> _DOCUMENT TEXT_
Torta di Mele – An apple cake and sweet comfort!

I know the turbulence created by the political elections lately here in the United States has been hard and difficult to beat down no matter what the results you were hoping for, but if I asked you for one short afternoon to forget it all and bake away merrily…will you do so?

My mother’s apple cake, or torta di mele, is a classic and quite simple. Yet like all simple things, it is difficult to get right and easy to mess up. I became obsessed with recreating the flavors and textures of my mother’s cake as I remember those afternoons when I would return home from school to find a beautiful fluffy, yet buttery cake chock full of sweet apples! I know that memories distort things more than a bit, but I remember this cake to be wonderously wide (maybe 12 inches!?), three inch high, and light and airy – enormous! With my teenage hunger in full gear, I would easily pack away three slices. Since then it has been difficult to reproduce the same lightness as the cakes my mother used to bake in Rome. When she came to the States, she had to recalibrate the recipe and I never succeeded until now. After much discussion, we decided that several things were different, essential ingredients such as the butter, the flour, the leavening, even the apples! And so we went from the original recipe from the quintessential Italian cookbook Il Talismano della Felicità by Ada Boni to the rough notes in my mother’s hand to the version I have below.

What I have here to share with you is the result of some tinkering with the basic recipe to produce a very satisfactory result. Begin with some good apples, sweet and juicy. I tried several kinds, but ended up with the Golden Delicious as my favorite because they remained juicy, yet still somewhat tangy when cooked. Notice I suggest Crisco or vegetable shortening to lighten the butter and I used potato starch, a basic in Italian baking, to produce a fluffier cake.

Torta di Mele della Nonna

Yield: Makes one 9-inch round cake


3-4 Golden Delicious apples – peeled and cored

7 tablespoons room temperature unsalted butter (5 tbl. for the cake, 2 tbl. for greasing the pan)

> _TASKS TO COMPLETE_
[1] In the apple cake post, why did the author choose Golden Delicious apples? Answer in one to three sentences.
[2] Continue the apple cake post from its last line.

> _RECORD LIST_
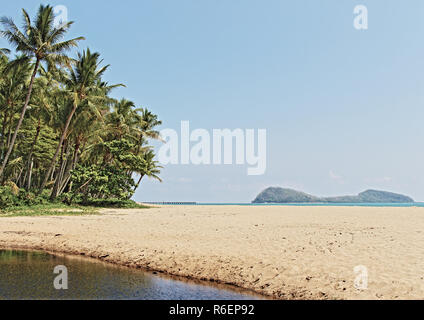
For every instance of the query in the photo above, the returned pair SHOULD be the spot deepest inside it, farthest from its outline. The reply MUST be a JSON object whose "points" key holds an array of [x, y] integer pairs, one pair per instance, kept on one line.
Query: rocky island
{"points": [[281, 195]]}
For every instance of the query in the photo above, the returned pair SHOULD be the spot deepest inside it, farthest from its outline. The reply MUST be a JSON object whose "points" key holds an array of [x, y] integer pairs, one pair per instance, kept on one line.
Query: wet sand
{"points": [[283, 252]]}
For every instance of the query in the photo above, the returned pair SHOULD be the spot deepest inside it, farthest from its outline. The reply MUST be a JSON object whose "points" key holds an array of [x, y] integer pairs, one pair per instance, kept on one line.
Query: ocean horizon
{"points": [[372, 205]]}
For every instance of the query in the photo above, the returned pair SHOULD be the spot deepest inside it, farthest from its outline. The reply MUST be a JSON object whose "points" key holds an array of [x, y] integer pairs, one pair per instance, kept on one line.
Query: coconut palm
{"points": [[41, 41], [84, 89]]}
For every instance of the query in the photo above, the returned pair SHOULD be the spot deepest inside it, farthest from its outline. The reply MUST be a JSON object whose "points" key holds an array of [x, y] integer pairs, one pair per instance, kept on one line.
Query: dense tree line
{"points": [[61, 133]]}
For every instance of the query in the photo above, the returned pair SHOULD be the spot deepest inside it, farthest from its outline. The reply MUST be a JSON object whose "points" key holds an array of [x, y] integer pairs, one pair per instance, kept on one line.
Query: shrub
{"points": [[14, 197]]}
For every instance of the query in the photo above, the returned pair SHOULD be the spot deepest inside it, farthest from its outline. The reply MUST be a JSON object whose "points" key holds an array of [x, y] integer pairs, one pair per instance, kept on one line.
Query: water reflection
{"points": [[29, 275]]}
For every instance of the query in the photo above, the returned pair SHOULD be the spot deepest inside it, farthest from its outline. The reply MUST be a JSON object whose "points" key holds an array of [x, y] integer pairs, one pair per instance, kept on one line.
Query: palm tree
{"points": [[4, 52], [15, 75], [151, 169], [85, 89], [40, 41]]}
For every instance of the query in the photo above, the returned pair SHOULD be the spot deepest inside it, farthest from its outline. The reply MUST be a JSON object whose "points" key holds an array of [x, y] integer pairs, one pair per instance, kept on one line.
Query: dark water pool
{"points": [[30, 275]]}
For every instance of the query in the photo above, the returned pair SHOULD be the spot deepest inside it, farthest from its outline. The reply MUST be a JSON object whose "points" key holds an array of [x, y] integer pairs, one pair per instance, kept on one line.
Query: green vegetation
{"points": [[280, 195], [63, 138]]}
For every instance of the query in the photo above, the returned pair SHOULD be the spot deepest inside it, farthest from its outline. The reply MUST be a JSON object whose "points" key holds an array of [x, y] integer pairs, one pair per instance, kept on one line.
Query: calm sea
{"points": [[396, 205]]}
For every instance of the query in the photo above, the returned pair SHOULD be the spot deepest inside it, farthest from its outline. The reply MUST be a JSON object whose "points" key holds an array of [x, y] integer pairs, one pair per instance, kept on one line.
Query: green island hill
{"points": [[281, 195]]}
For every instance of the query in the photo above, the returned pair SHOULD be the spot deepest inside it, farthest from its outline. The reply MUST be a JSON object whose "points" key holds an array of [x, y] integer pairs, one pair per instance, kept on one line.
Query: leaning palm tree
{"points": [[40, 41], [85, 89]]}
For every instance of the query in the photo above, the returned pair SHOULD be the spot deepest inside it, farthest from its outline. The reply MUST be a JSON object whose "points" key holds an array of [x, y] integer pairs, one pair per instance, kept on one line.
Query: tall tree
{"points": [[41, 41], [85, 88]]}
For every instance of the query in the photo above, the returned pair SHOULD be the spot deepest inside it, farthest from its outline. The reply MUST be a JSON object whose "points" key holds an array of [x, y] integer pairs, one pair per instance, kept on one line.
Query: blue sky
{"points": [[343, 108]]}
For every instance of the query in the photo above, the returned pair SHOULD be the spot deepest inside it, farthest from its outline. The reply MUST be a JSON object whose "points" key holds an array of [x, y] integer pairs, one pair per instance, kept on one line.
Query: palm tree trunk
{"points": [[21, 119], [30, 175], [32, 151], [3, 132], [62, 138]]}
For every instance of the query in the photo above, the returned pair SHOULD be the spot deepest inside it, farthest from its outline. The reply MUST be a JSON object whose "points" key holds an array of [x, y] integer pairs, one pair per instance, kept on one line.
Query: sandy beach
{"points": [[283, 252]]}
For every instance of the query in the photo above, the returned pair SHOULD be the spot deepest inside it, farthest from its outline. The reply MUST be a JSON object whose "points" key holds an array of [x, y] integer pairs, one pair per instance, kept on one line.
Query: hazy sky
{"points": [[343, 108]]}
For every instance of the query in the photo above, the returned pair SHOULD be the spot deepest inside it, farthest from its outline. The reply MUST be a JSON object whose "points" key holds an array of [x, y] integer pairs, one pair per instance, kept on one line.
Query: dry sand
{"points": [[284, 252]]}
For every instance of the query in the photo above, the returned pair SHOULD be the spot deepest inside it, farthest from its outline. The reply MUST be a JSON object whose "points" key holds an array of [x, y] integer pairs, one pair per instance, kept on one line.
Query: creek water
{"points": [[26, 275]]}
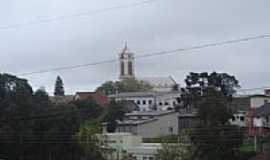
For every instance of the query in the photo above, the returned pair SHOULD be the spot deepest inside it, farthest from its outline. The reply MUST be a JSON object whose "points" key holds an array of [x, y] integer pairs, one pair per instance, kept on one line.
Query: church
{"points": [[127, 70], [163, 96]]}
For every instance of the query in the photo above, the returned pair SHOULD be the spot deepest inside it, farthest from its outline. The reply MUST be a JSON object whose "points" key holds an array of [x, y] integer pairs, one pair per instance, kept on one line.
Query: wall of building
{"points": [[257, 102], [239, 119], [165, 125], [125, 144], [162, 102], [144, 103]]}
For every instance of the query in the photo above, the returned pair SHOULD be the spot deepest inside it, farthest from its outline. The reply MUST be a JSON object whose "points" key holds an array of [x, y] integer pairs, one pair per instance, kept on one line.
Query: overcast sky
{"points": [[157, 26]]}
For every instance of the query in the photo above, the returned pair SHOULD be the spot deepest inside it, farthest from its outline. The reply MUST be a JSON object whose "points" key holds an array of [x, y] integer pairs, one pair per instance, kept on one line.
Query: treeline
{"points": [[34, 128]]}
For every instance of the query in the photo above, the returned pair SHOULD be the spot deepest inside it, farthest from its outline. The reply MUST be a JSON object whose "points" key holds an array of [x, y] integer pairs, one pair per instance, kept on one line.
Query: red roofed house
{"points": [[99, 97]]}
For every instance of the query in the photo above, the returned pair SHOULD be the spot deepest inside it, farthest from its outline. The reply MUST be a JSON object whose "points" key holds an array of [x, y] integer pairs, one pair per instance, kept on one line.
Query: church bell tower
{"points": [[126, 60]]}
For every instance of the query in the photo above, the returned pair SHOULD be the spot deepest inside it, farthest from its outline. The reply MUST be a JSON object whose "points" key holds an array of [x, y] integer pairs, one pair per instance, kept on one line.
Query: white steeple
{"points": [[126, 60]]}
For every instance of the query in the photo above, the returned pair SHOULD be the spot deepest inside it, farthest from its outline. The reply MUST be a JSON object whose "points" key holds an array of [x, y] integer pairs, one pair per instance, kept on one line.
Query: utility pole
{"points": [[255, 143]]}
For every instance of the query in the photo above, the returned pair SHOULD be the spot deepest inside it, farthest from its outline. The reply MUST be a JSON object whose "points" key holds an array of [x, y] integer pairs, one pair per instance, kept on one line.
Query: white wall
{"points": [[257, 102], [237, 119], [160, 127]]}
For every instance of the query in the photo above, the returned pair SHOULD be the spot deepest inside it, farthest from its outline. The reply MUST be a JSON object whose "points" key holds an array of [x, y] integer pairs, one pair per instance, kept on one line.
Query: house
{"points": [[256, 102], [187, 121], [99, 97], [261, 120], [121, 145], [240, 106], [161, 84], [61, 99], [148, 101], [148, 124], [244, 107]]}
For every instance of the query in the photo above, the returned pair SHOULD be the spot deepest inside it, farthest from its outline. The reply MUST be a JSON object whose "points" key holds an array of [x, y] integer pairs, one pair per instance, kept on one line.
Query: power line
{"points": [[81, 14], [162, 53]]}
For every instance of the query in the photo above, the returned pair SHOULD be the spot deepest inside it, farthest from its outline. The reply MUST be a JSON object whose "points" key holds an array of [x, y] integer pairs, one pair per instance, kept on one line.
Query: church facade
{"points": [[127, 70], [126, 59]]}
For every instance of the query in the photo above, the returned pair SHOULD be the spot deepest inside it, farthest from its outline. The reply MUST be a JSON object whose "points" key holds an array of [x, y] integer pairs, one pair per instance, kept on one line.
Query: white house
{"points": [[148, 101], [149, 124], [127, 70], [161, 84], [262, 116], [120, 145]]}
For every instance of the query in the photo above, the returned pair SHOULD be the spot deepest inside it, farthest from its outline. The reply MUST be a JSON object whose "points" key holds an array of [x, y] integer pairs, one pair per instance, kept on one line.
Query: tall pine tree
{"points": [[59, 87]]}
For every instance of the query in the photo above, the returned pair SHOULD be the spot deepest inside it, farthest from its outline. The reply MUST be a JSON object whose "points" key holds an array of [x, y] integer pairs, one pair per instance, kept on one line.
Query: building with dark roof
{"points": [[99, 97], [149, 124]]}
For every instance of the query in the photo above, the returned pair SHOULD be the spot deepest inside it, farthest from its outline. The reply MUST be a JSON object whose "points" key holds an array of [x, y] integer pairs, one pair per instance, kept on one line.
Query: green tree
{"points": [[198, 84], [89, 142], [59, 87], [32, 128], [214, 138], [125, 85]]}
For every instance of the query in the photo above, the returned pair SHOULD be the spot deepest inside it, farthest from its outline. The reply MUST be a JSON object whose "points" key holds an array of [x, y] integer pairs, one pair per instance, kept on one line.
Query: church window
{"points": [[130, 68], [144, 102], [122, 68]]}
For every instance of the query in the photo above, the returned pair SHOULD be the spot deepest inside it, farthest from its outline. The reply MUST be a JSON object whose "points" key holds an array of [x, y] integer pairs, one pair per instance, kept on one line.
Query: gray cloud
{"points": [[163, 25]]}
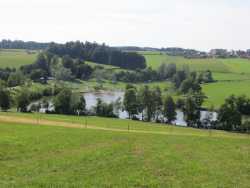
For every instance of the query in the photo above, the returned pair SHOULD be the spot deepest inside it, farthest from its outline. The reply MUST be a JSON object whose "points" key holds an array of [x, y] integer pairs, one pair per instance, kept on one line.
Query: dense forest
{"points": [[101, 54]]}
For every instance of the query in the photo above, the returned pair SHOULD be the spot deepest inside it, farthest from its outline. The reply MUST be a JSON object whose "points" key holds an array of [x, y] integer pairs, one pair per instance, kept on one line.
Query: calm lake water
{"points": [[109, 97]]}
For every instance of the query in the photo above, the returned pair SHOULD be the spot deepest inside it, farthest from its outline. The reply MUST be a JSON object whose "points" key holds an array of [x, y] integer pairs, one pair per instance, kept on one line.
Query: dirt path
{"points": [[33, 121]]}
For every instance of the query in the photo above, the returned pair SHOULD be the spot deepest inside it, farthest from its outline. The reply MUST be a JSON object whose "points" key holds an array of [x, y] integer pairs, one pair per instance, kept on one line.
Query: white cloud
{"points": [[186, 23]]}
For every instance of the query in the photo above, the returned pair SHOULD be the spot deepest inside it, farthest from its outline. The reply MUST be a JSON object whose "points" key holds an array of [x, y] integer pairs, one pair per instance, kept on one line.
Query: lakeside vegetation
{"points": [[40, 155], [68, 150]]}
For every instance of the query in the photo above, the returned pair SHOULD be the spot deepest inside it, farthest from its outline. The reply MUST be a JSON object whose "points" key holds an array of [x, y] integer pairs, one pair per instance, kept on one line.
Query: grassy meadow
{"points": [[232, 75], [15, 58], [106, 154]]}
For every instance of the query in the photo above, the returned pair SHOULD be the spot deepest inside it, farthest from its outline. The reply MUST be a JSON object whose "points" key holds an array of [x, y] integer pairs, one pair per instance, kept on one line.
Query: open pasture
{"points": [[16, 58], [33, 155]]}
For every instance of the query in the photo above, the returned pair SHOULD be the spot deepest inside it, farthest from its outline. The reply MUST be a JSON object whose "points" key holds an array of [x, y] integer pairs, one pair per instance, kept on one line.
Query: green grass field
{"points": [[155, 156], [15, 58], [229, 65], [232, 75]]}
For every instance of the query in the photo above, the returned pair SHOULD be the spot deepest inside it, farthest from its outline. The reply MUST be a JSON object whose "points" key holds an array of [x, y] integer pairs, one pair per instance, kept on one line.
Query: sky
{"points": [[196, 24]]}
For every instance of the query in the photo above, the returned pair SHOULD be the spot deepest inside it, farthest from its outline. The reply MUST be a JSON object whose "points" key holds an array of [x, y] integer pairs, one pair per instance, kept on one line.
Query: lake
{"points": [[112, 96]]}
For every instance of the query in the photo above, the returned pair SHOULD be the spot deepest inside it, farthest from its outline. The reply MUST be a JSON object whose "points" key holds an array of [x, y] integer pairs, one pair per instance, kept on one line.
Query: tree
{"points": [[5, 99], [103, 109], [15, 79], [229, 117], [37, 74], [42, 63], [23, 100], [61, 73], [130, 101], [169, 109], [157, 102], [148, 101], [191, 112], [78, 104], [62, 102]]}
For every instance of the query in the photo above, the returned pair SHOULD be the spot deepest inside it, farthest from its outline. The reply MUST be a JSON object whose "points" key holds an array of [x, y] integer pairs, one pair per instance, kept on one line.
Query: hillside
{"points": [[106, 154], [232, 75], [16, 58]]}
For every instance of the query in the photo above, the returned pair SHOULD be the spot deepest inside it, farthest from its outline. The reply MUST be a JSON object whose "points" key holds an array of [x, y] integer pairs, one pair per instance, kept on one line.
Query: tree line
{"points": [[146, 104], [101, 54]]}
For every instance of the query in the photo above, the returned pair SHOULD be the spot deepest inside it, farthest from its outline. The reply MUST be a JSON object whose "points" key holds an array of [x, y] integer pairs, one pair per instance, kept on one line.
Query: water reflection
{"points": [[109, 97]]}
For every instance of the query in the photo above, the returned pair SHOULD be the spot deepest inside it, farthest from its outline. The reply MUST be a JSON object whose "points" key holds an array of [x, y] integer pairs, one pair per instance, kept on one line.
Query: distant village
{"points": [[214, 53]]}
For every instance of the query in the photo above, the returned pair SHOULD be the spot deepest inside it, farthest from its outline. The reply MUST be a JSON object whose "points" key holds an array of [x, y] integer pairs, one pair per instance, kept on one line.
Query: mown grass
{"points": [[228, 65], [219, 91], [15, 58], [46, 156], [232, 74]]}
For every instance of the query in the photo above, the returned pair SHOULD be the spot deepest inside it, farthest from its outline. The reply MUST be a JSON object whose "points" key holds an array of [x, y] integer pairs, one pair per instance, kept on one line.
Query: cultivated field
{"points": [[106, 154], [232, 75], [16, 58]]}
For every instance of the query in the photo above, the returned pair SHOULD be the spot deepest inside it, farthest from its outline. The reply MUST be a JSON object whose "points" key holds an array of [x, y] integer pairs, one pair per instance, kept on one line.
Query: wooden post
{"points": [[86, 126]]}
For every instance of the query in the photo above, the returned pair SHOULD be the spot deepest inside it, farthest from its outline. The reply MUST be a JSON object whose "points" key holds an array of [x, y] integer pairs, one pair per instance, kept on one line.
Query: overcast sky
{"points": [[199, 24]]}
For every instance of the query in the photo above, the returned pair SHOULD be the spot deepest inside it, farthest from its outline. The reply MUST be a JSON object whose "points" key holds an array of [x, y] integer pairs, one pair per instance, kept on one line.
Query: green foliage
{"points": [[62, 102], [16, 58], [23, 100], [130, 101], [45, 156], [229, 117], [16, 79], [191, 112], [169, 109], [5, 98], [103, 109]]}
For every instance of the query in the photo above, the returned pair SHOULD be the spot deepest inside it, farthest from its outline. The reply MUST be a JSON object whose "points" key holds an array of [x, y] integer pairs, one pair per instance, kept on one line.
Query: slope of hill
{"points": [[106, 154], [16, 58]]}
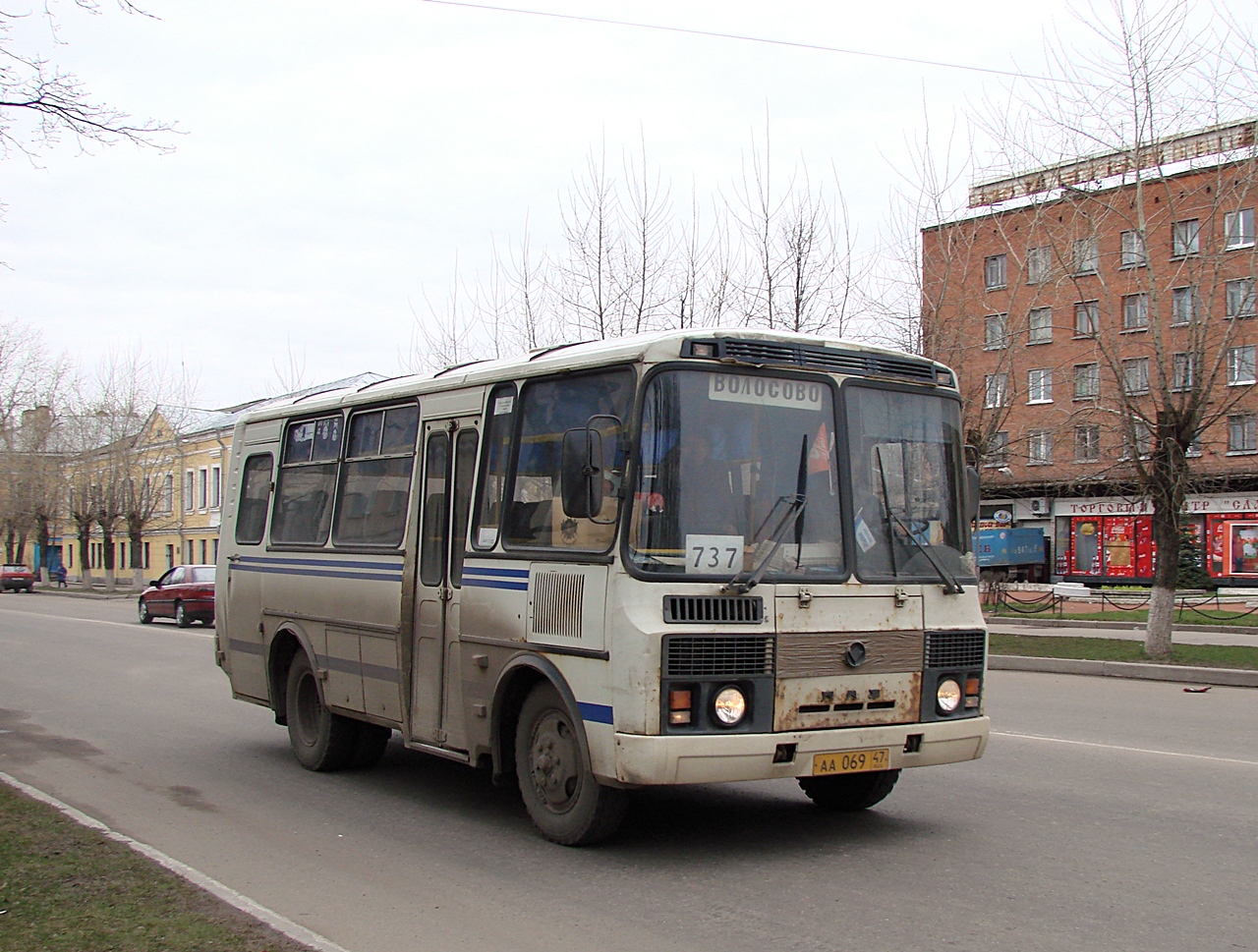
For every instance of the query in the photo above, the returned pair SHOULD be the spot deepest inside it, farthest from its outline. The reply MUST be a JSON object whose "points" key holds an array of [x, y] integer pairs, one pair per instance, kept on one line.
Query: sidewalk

> _ANSWERS GIVEN_
[1] After trying several kinds of apples, the author preferred Golden Delicious because they stayed juicy and still kept some tang once cooked.

[2]
2 tablespoons Crisco or vegetable shortening 

¾ cup sugar

3 eggs (room temperature)

¼ cup milk

1 teaspoon vanilla extract

¾ cup all-purpose flour or Italian flour tipo 00

1/4 cup potato starch flour

¼ teaspoon salt

4 teaspoons baking powder

Powdered sugar as needed to decorate


1 (9 x 3) inch round springform pan (non-stick works well)

Parchment paper (optional)

Stand mixer with  2 bowls, two other small bowls to hold ingredients



1. Heat the oven to 350°F and prep the 9 inch round springform pan. If you do not have a non-stick pan, it is best to place a parchment disk at the bottom of the pan. Use 2 tbl. to grease the bottom of the pan and sides. 

2. Organize your ingredients according to how you will use them.

I know, I know…this looks like organized chaos!! This is not publicity for Morton Salt…oops.
  • Sift the dry ingredients (the flours, the baking powder, and the salt) in a small bowl.
  • Separate the eggs, the yolks in a small bowl and the whites in a mixing bowl.
  • Peel and core the apples. If you want more fruit, more “appley” cake, use 4 apples, or if you like more cake, use 3. Cut 2 or 3 apples laterally and thinly. The other two apples, cut lengthwise. These will be used for the decoration on top.
  • Place the butter and Crisco in the mixing bowl and keep the measured sugar, vanilla, and milk near your mixer.
  • Spread the laterally cut apples evenly on the bottom of the greased pan.

3. Whip the egg whites with the mixer at high speed  until stiff and light. Set aside.

3. Cream the softened butter and the Crisco with the mixer. Add the sugar slowly until the butter mixture and sugar are light and fluffy. Add the egg yolks one at a time and the vanilla.  Then gently  add the four, slowly mixing. The mixture will be very thick. Add the milk to loosen it up a bit. Then by hand, gently fold the egg whites into the batter with a spatula until they are just incorporated paying attention to not overbeat the batter.

4. Pour the batter into the pan over the laterally cut apples,  using the spatula to smooth the top. Tap the pan gently to release any gaps. Then place the slices of apple in concentric circles tucking each slice inside another and pushing slightly downward in the batter.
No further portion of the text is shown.